* Task statement *
What you return should match the entries below exactly, only without the images.
════════
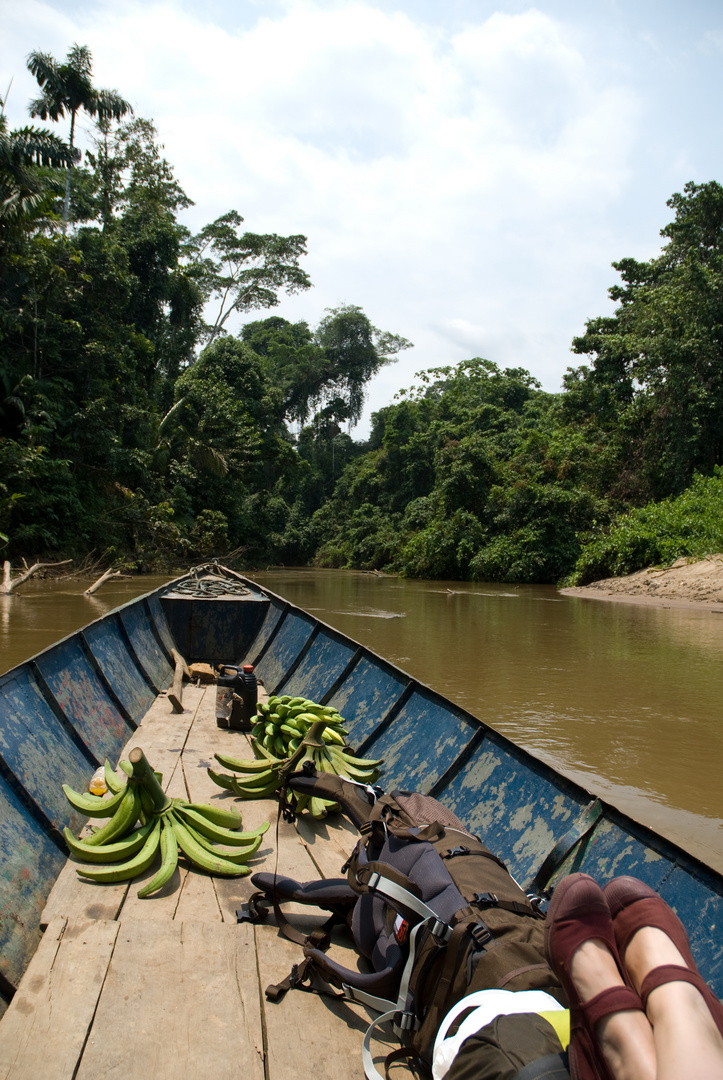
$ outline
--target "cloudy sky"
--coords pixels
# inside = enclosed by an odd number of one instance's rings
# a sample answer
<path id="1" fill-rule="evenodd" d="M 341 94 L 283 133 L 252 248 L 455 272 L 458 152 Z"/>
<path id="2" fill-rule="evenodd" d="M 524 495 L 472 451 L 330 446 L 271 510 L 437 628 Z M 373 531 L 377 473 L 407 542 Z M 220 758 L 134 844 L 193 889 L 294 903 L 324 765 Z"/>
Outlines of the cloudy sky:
════════
* Solution for this problem *
$ outline
--target "cloudy sky"
--coords pixels
# inside = enclosed by an odd number of one instance's rings
# a sample answer
<path id="1" fill-rule="evenodd" d="M 341 94 L 283 133 L 252 248 L 455 272 L 458 152 Z"/>
<path id="2" fill-rule="evenodd" d="M 524 495 L 472 451 L 330 446 L 271 510 L 437 628 Z M 373 531 L 377 473 L 407 542 Z M 220 758 L 134 844 L 193 889 L 294 903 L 324 765 Z"/>
Outlines of the cloudy sky:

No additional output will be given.